INPUT MATERIAL ::
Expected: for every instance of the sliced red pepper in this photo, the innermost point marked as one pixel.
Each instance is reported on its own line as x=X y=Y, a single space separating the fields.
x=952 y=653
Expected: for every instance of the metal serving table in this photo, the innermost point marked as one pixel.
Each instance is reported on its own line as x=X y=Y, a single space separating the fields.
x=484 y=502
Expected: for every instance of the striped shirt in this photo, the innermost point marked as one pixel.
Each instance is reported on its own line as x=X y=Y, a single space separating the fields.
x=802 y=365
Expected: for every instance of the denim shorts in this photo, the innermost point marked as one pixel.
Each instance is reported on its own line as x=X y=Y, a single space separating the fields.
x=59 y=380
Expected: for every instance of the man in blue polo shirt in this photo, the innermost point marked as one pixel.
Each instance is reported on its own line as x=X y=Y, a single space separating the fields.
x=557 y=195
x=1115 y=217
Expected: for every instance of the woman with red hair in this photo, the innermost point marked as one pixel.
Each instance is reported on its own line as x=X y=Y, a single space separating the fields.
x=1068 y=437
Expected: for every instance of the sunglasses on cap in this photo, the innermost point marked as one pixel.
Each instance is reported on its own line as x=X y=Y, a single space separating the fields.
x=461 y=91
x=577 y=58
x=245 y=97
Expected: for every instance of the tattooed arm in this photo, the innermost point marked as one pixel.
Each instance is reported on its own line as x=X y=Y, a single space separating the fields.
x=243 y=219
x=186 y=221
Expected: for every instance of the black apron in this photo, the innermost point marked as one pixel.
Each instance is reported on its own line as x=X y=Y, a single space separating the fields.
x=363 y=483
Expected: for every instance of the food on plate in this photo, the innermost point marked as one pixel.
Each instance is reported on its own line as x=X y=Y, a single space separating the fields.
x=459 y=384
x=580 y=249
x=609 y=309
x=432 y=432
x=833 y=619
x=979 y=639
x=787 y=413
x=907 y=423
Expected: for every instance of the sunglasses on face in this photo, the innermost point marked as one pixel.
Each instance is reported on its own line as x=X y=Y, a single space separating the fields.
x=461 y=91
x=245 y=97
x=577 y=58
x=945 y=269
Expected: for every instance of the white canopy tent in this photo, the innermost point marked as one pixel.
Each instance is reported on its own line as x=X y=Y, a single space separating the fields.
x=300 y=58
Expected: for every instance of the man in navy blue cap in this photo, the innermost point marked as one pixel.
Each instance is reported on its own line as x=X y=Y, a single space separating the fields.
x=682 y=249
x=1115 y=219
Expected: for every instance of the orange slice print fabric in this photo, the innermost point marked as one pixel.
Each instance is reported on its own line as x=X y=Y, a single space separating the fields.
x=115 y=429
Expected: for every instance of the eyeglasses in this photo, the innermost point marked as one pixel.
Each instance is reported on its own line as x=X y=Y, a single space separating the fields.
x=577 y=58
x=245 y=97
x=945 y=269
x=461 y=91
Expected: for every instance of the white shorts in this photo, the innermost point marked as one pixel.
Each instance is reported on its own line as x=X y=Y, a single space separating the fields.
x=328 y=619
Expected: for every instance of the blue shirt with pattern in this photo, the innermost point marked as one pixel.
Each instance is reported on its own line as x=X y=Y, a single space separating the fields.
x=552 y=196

WHAT TO DO :: Please write out the material again from its first line through the line containing "x=484 y=502", both included and every line kept, raising each coordinate in the answers by 6.

SOLUTION FOR THIS EXERCISE ::
Expected: for every instance of the sliced red pepper in this photo, the innermost point marked as one pixel.
Each instance is reported on its own line as x=X y=Y, a single space separating the fields.
x=958 y=659
Expected: for every instance of the metal serving table in this photo, the innermost point marked as one pixel.
Each instance is reported on its own line as x=X y=Y, a single space separating the fields.
x=490 y=508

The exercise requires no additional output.